Try it:
The required answer is a copy of each line in the entries below that includes "airplane".

Records for processing:
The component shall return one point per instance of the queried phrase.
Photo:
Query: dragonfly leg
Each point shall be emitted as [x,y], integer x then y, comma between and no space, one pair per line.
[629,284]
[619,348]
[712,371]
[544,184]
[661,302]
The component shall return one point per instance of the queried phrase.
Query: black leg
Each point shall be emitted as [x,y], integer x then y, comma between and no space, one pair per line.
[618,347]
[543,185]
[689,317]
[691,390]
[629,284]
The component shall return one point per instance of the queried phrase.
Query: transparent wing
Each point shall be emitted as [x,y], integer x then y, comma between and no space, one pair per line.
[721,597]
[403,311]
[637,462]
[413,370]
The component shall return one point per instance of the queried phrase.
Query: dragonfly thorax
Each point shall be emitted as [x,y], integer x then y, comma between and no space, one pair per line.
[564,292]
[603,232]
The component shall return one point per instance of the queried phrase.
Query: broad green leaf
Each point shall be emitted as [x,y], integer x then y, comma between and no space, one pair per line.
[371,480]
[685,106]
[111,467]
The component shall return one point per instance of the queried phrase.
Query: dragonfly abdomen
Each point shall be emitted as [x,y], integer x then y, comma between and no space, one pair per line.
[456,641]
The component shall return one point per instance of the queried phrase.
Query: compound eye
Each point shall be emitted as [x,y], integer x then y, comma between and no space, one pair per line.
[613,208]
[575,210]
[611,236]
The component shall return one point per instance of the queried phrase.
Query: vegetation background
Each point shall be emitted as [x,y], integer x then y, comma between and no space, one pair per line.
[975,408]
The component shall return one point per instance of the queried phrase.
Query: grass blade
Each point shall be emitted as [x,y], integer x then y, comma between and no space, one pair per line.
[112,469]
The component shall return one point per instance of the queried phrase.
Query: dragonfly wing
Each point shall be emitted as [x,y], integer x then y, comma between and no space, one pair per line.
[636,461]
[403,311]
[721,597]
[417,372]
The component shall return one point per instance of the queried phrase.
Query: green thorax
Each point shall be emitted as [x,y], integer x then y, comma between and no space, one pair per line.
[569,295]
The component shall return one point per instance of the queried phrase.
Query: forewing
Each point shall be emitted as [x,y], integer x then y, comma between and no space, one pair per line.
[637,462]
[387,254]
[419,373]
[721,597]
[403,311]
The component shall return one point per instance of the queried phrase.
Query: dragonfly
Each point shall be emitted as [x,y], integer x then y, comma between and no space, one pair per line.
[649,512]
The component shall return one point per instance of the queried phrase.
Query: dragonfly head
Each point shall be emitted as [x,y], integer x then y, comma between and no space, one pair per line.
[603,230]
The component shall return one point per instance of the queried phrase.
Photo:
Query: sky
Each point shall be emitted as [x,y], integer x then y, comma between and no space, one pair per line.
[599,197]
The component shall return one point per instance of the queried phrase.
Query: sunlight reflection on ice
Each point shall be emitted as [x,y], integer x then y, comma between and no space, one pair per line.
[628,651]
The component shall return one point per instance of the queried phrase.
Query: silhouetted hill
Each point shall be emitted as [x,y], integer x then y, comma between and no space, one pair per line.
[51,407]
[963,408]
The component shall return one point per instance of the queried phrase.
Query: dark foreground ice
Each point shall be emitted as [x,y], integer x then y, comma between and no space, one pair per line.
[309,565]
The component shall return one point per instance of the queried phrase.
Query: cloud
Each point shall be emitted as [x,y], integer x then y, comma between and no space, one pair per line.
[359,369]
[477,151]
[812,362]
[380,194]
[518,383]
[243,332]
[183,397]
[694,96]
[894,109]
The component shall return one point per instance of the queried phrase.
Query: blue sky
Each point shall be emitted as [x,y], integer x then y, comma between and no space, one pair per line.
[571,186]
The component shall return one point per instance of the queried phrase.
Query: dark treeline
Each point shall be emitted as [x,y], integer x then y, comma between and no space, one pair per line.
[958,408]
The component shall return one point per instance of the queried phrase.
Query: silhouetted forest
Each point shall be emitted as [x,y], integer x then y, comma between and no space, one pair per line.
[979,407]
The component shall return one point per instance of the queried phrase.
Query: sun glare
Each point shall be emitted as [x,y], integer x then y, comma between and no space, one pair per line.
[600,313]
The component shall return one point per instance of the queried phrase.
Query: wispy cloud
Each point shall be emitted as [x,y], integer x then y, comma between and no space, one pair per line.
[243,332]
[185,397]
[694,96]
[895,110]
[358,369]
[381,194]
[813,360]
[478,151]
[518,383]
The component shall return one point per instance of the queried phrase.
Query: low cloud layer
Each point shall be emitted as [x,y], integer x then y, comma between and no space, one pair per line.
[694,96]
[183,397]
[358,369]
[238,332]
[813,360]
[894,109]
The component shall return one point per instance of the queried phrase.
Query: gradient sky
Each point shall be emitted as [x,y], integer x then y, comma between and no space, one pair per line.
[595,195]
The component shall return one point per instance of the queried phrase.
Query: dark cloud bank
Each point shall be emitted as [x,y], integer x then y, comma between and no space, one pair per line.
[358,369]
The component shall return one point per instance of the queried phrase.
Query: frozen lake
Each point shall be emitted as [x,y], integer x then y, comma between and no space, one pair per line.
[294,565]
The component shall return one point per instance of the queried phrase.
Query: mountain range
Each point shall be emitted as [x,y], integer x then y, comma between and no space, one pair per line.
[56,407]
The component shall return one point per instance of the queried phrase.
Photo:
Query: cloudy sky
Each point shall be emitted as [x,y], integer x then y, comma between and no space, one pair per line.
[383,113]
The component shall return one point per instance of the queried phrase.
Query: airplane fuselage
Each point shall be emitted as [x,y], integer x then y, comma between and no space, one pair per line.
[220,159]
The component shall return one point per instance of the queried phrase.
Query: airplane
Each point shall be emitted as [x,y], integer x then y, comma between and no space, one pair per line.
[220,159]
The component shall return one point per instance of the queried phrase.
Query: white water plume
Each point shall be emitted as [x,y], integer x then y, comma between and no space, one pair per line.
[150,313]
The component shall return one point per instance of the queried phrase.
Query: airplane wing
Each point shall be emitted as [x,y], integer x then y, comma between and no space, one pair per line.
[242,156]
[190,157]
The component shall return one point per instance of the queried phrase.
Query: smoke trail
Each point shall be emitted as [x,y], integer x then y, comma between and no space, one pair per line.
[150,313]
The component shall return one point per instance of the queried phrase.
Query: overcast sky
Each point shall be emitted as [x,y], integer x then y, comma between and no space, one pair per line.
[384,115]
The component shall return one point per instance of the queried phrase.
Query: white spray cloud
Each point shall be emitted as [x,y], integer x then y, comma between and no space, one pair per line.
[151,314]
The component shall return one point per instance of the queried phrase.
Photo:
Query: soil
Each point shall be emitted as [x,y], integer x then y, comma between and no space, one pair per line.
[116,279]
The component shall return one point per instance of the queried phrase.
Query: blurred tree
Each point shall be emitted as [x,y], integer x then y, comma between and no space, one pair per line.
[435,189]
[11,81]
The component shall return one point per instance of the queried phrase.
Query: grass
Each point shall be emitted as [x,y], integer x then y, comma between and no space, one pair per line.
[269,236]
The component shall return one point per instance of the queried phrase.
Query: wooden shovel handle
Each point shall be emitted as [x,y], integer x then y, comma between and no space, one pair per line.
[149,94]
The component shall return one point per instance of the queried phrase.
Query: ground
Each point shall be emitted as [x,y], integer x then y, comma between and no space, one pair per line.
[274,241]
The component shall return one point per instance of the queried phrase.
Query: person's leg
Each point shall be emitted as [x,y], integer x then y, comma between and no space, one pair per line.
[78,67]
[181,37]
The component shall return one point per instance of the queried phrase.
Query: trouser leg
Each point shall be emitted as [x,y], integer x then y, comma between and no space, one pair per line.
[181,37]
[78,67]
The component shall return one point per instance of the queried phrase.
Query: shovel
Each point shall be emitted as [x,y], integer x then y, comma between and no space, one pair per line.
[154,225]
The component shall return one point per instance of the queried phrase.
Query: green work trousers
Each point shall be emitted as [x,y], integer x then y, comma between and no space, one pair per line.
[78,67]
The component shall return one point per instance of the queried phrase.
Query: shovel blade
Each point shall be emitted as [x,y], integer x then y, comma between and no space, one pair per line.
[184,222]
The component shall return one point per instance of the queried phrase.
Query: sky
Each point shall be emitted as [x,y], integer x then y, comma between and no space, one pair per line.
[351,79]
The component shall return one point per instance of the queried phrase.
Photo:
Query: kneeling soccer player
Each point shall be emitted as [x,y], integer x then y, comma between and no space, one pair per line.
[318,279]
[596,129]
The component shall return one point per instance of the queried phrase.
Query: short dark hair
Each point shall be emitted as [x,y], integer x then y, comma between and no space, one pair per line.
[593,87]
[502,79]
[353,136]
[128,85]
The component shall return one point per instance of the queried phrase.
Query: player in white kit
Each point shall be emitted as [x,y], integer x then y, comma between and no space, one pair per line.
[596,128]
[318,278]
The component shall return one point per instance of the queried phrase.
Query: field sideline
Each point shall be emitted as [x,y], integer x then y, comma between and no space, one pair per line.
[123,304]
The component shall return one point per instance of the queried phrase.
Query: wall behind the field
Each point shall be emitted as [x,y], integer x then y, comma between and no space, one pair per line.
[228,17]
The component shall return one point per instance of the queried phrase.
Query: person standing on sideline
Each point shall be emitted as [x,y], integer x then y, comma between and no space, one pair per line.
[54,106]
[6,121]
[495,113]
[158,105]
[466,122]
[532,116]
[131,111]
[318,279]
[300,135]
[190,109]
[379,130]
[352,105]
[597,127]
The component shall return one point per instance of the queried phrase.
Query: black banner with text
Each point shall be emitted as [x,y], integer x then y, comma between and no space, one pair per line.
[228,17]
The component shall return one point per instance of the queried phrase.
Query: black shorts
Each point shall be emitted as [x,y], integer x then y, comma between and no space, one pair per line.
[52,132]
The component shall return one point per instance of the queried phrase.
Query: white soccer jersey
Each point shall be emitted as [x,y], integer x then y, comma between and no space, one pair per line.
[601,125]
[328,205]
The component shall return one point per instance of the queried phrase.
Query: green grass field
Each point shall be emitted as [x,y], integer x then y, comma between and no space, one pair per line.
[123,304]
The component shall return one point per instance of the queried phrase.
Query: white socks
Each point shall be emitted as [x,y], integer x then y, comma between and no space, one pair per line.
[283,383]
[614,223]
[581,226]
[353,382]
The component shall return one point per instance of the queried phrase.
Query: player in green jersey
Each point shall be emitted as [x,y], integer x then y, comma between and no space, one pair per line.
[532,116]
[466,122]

Written reply:
Query: airplane fuselage
Query: airplane
Query: airplane wing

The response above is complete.